» Task to complete: Reproduce every line of the data below without any alteration.

= = = = =

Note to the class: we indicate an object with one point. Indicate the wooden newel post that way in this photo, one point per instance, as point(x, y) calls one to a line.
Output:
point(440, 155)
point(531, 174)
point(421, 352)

= = = = =

» Solution to the exercise:
Note to the class: we indicate an object with one point. Indicate the wooden newel post that way in this photo, one point per instance, as point(x, y) calls one to a line.
Output:
point(440, 155)
point(531, 174)
point(421, 352)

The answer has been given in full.